Reproduce the whole listing, character for character.

START The records

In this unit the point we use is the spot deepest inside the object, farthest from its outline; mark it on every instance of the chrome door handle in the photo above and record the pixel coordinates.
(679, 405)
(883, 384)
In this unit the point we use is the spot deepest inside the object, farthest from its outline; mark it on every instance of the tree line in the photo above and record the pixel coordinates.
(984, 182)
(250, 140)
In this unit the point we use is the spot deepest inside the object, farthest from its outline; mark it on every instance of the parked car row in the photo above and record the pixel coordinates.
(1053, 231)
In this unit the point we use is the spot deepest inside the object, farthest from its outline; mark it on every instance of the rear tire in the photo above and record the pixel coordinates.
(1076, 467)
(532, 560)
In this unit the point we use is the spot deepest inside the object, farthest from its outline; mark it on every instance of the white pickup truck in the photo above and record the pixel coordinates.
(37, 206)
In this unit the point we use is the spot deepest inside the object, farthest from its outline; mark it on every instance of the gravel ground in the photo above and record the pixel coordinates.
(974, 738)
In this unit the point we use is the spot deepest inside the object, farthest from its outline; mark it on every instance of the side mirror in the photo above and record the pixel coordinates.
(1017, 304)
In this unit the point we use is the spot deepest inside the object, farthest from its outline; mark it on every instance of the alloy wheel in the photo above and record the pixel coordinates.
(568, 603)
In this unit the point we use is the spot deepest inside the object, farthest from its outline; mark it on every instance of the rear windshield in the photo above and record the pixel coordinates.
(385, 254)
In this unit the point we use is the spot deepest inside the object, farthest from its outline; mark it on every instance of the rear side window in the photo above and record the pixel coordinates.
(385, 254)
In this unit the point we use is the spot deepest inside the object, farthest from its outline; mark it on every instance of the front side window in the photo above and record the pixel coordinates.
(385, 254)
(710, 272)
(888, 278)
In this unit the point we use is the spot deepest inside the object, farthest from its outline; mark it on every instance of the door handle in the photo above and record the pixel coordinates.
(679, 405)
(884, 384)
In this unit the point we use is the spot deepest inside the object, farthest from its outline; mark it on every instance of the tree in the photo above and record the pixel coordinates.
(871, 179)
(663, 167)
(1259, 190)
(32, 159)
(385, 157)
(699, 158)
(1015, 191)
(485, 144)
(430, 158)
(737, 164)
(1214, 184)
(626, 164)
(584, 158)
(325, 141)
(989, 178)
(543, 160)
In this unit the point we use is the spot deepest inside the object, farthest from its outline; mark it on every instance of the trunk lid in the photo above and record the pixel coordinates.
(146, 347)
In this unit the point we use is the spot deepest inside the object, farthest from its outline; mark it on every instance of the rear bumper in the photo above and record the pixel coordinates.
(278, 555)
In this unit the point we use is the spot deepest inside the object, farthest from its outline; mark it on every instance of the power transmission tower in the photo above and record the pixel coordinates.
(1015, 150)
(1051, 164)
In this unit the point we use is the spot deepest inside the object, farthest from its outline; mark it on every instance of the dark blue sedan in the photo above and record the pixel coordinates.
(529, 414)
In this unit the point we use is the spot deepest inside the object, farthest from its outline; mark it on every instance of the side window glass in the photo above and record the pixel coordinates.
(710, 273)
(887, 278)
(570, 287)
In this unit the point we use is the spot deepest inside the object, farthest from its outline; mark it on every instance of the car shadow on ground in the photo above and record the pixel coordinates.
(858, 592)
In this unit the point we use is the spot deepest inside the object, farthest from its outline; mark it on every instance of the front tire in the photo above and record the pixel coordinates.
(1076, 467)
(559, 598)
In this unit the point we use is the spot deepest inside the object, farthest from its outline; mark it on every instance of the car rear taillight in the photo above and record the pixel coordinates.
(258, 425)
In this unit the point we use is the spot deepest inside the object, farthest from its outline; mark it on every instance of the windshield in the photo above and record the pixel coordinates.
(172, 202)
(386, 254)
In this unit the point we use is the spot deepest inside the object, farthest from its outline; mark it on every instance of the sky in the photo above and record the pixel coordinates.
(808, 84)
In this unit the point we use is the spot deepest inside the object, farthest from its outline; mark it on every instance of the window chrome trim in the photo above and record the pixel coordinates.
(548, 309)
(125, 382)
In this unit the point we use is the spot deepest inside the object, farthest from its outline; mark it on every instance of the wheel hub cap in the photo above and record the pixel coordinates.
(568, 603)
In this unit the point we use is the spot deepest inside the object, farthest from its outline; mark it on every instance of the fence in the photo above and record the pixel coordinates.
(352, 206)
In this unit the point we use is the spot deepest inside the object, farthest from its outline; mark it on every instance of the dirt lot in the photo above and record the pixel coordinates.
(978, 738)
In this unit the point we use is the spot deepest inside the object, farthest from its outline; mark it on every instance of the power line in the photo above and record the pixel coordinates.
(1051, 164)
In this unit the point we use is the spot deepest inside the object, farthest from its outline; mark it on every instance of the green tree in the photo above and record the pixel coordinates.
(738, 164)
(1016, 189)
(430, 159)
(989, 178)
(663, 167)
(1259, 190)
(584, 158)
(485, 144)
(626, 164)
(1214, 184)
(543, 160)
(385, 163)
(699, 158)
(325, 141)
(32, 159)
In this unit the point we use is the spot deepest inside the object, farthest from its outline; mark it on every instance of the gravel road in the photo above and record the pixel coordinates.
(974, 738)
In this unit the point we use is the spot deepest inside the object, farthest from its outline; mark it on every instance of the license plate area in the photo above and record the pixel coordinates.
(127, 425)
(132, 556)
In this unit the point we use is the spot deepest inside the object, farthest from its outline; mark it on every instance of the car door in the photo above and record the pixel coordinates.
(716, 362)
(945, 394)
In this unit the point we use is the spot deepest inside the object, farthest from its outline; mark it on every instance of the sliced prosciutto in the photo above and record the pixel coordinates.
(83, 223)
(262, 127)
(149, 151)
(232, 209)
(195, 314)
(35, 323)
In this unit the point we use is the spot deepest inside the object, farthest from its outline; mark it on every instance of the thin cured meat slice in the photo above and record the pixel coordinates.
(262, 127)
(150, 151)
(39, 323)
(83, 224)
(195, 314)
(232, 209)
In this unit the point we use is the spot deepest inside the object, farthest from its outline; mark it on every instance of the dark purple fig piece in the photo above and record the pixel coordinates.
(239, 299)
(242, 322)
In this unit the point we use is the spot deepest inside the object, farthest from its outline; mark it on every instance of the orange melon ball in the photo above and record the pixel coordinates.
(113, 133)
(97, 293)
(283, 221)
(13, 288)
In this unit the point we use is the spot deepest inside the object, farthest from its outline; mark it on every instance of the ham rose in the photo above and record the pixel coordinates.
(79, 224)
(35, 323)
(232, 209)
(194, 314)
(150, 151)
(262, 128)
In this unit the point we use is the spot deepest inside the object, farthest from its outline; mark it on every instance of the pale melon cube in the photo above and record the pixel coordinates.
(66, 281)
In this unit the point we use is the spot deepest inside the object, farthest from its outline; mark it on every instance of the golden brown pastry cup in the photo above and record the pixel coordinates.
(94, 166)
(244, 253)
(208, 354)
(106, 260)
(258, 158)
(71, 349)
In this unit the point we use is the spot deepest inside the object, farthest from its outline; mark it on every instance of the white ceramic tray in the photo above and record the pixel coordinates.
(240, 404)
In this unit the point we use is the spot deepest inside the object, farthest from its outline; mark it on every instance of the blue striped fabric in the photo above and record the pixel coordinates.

END The records

-- Result for this exercise --
In this unit the point we use is the spot deepest inside the object, farthest from its outline; mark it on every instance of the chrome door handle in the photo above and record the pixel coordinates.
(679, 405)
(883, 384)
In this unit the point we use is the spot deepest inside the object, farthest from its outline; mark it on every instance of the tree line in the photo above and record the pixel coordinates.
(984, 182)
(250, 140)
In this unit the point we use is the spot deepest inside the object, farthest from its outline; mark it on every instance of the parked car row in the photo above and record the pixel coordinates.
(1053, 231)
In this unit the point we use is the spot deepest inside the object, farthest from its outline; mark it on every instance of the rear tire in the photo above and record the pixel coordinates.
(1076, 467)
(532, 560)
In this unit the point we use is the spot deepest inside the object, farthest from its outline; mark it on every instance of the white pickup truck in the photo above and record the pixel coordinates.
(37, 206)
In this unit the point we use is the spot deepest inside the object, farthest from its outline; mark it on every instance of the gravel ground in the photo above and record the pixel coordinates.
(974, 738)
In this unit the point we use is the spot deepest inside the object, farthest from its outline; mark it on every instance of the side mirror in the photo above and record the pixel coordinates.
(1017, 304)
In this unit the point we use is the spot deepest inside the object, farthest from its outline; mark it on every instance of the alloy wheel in the photo above and record the pixel coordinates.
(568, 603)
In this unit the point we use is the spot deepest inside the object, farthest from its outline; mark it on every instance of the rear windshield in the photo above and record the pixel coordinates.
(385, 254)
In this unit the point we use is the spot deepest inside the object, farthest from its outline; mark it on every instance of the rear side window in the photo above and record the pixel coordinates.
(385, 254)
In this unit the point we use is the spot deepest inside the object, farthest from its outline; mark it on every instance of the front side window in the photo above and record the pixel coordinates.
(385, 254)
(710, 272)
(888, 278)
In this unit the point we use is the spot deepest inside the object, farthest from its outline; mark it on every instance of the door handle in the photo above and record the pixel coordinates.
(679, 405)
(884, 384)
In this unit the point we use is the spot deepest inside the object, farthest from its outline; mark it on every instance of the tree in the photo above and record the pixel coordinates.
(871, 179)
(663, 167)
(1259, 190)
(32, 159)
(385, 157)
(699, 158)
(1015, 191)
(485, 144)
(430, 158)
(737, 164)
(1214, 184)
(626, 164)
(584, 158)
(325, 141)
(989, 178)
(543, 160)
In this unit the point we use is the spot deepest inside the object, farthest from its outline; mark it on every instance of the trunk lid in the photo above and record the pixel coordinates.
(146, 347)
In this unit the point we use is the spot deepest inside the object, farthest from its outline; mark it on every instance of the rear bumper in the photo above and record the pixel coordinates.
(278, 555)
In this unit the point we use is the spot deepest inside the object, farthest from its outline; mark it on every instance of the power transmission tower in the photo above and record the pixel coordinates.
(1015, 150)
(1051, 164)
In this unit the point we use is the spot deepest inside the object, farthest from its outline; mark it on every instance of the dark blue sedan in the photo above and record the pixel coordinates.
(529, 414)
In this unit the point we use is the spot deepest inside the object, farthest from its outline; mark it on every instance of the side window glass in the photo above and record the pixel coordinates.
(710, 273)
(887, 278)
(570, 287)
In this unit the point we use is the spot deepest inside the object, farthest from its outline; mark it on every instance of the car shadow on ground in the photo above and record the pixel coordinates.
(858, 592)
In this unit the point we use is the spot deepest inside the object, farthest from its outline; mark it on every instance of the front tire in the photo above and record the pixel coordinates.
(1076, 467)
(559, 598)
In this unit the point we use is the spot deepest inside the object, farthest from its outline; mark it on every instance of the car rear taillight in the photo above and record the pixel coordinates.
(258, 425)
In this unit the point we use is the spot deepest inside the object, farthest from its outline; mark it on every instance of the windshield in the photo above and record the pixel coordinates.
(172, 202)
(386, 254)
In this unit the point we use is the spot deepest inside the object, farthest from its outline; mark it on every instance of the sky in the photo above and record the pixel coordinates.
(808, 84)
In this unit the point we use is the spot deepest inside the object, farthest from its outline; mark it on every instance of the window chrome trim in the photo above and record the pixel coordinates.
(548, 309)
(125, 382)
In this unit the point we use is the spot deepest inside the object, farthest from its outline; mark it on every instance of the wheel hub cap in the photo above and record the pixel coordinates.
(568, 603)
In this unit the point we use is the spot deepest inside the object, farthest from its outline; mark it on every instance of the fence in the photo above and record the pixel coordinates.
(352, 206)
In this unit the point we use is the spot deepest inside the object, farthest from its outline; mark it on every instance of the dirt lot in the photo above and record the pixel coordinates.
(978, 738)
In this unit the point we use is the spot deepest inside the object, farthest from its outline; mark it on every instance of the power line in the photo above and record the pixel coordinates.
(1051, 164)
In this unit the point we use is the spot deepest inside the object, farthest from its outline; mark it on every instance of the green tree in the photo above and record the pixel coordinates.
(738, 164)
(1016, 189)
(430, 159)
(989, 178)
(663, 167)
(1259, 190)
(584, 158)
(485, 144)
(626, 164)
(1214, 184)
(543, 160)
(385, 163)
(699, 158)
(325, 141)
(32, 159)
In this unit the point we use is the spot deepest inside the object, farthest from its outline; mark it on every instance of the gravel road in the photo above and record the pixel coordinates.
(974, 738)
In this unit the point we use is the spot deepest inside the object, farthest from its outline; mark it on every instance of the license plate area in the photo above and record the pixel coordinates.
(127, 425)
(132, 556)
In this unit the point we use is the spot deepest inside the object, farthest from its outline; mark it on every instance of the car door in the photo above and record the pixel coordinates.
(716, 362)
(945, 394)
In this unit the point we use is the spot deepest inside the object, farthest from its outline; mark it on every instance of the sliced prosciutto in the photo above and record the pixel coordinates.
(83, 223)
(262, 127)
(149, 151)
(232, 209)
(195, 314)
(35, 323)
In this unit the point we use is the spot deepest inside the object, farthest from its outline; mark it on every instance of the thin cured meat slice in the photo above and record the pixel coordinates.
(262, 127)
(150, 151)
(39, 323)
(83, 224)
(195, 314)
(232, 209)
In this unit the point we use is the spot deepest inside the object, farthest from its outline; mark it on every instance of the dark purple fig piece in the photo above and record the pixel coordinates.
(239, 299)
(242, 322)
In this unit the point we use is the spot deepest inside the object, farthest from its outline; mark it on every instance of the orange melon ball in the photo above and record the pixel coordinates.
(113, 133)
(97, 293)
(283, 221)
(13, 288)
In this unit the point we use is the spot deepest inside the object, farthest from its outline; mark it on every instance of the ham rose in the photo above and record the pixel coordinates.
(79, 224)
(35, 323)
(232, 209)
(194, 314)
(150, 151)
(262, 128)
In this unit the point we use is the spot deepest inside the object, farthest from its outline; mark it on every instance of the pale melon cube in the photo above and record the pixel coordinates.
(66, 281)
In this unit the point we use is the spot deepest inside the object, farthest from its outline; mark it on every instance of the golden brown pastry cup in the photo above and record the pixel coordinates.
(94, 166)
(244, 253)
(208, 354)
(106, 260)
(258, 158)
(71, 349)
In this unit the point we use is the spot deepest inside the object, farthest from its outline; mark it on every instance of the white ceramic tray in the photo above and record the pixel coordinates.
(240, 404)
In this unit the point we use is the spot deepest inside the object, farthest from its outline; mark it on every instance of the blue striped fabric in the photo above and record the pixel coordinates.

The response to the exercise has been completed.